Obiettivo – Prosegui l'articolo su Max Verstappen a Zandvoort, riprendendo subito dopo l'ultima frase riportata.

Brano fornito –
+ + + + +
Di rispetto, eroi ed emozioni: nella terra di Max trionfano (ancora) i migliori
Lo vogliamo cattivo, immaturo, fortunato e falloso. Così Max Verstappen, il nemico numero uno della tifoseria italiana in Formula 1, è semplicemente più facile da odiare. Lo vogliamo come non è, perché in questa stagione l'olandese della Red Bull sta dimostrando una cosa che, a Zandvoort più che mai, è ormai chiara a tutti

di Giulia Toninelli Giulia Toninelli

Max Verstappen sorride rilassato e ce l'ha scritto addosso che lo sa, lo ha sempre saputo, che quel gradino più alto del podio è il suo posto nel mondo. Ce l'ha scritto in faccia mentre gli risuona nelle orecchie l'inno olandese davanti ai tifosi di casa, un popolo intero mosso dall'esuberanza sportiva di un ragazzo indemoniato che, tolto dalla sua macchina, sembra un altro.
+ + + + +
Dati mostrati –
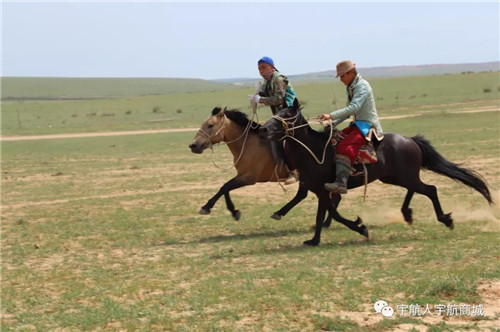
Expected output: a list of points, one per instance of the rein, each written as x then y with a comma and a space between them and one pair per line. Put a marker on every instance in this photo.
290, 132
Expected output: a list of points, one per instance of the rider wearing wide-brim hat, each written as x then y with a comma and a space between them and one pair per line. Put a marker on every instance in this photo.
+ + + + +
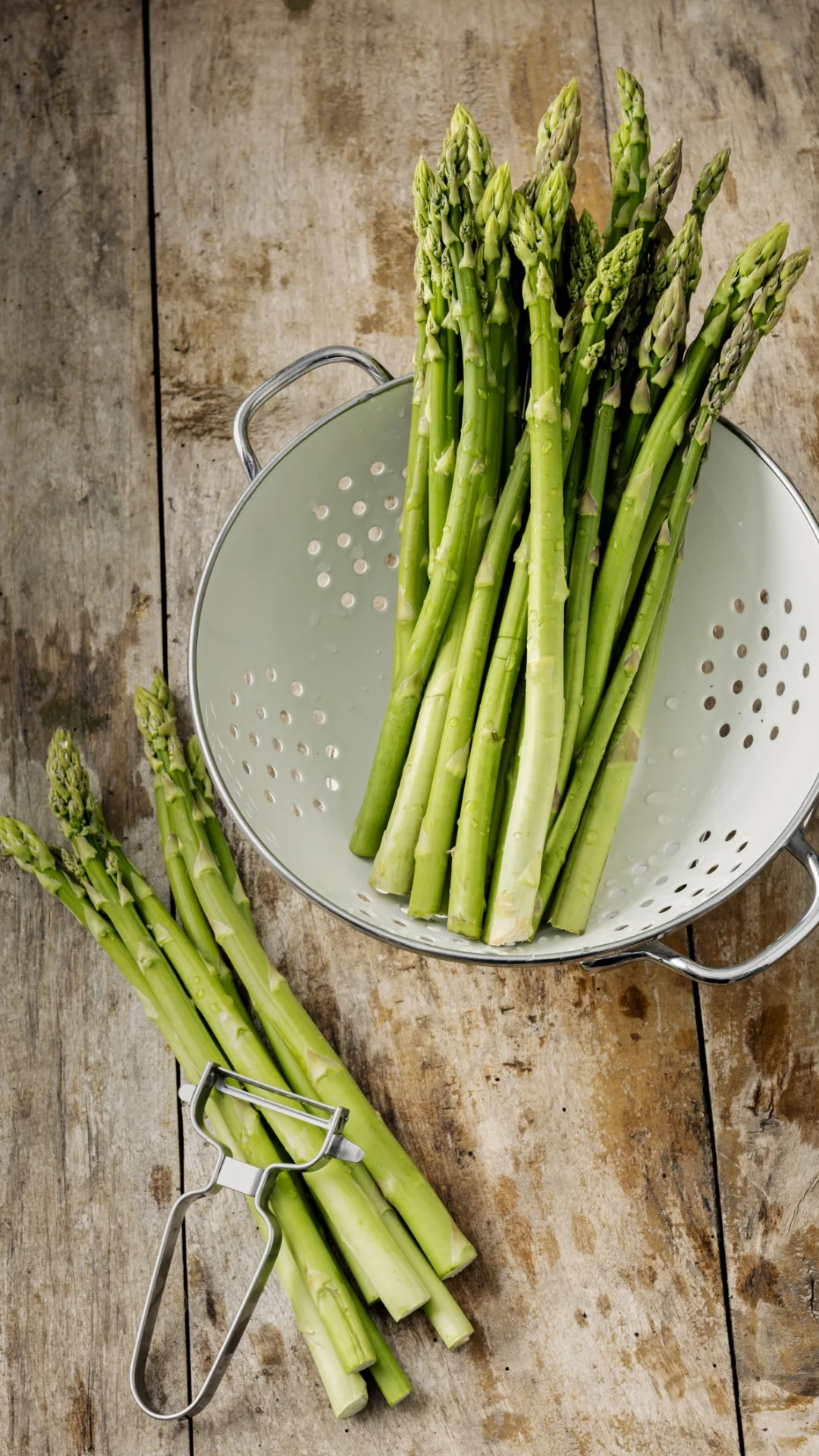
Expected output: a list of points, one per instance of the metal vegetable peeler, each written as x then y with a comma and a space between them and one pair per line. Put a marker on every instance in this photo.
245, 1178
+ + + + +
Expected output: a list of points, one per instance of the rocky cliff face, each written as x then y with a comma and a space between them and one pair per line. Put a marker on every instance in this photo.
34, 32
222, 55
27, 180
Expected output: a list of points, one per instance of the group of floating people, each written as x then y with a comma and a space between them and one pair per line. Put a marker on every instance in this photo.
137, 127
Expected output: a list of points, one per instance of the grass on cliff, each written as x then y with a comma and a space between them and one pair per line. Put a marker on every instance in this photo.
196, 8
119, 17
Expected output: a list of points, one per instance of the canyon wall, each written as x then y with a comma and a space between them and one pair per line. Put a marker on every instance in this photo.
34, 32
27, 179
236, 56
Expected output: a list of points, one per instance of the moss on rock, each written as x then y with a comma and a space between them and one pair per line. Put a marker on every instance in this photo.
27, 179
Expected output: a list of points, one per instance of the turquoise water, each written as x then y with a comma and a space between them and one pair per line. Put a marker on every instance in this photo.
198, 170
+ + + + +
Problema risolto –
Un ex bambino programmato per il successo, un ragazzo dal talento fuori dal comune che per arrivare dov'è, con le scarpette oro ai piedi e il numero 1 dei campioni del mondo, ha dovuto fare i conti con il proprio carattere, la voglia di emergere, il desiderio di essere sempre e comunque il migliore, costi quel che costi. 

Sul gradino più alto del podio di Zandvoort c'è un ragazzo che si è conquistato il titolo del più odiato, massacrato dai media e demonizzato. Un pilota che ha vinto il suo primo titolo mondiale nel modo più controverso della storia recente della Formula 1, acquisendo - senza colpe - anche la fama del ladro, di chi non ha vinto per meriti ma per giochi di complotti e politica.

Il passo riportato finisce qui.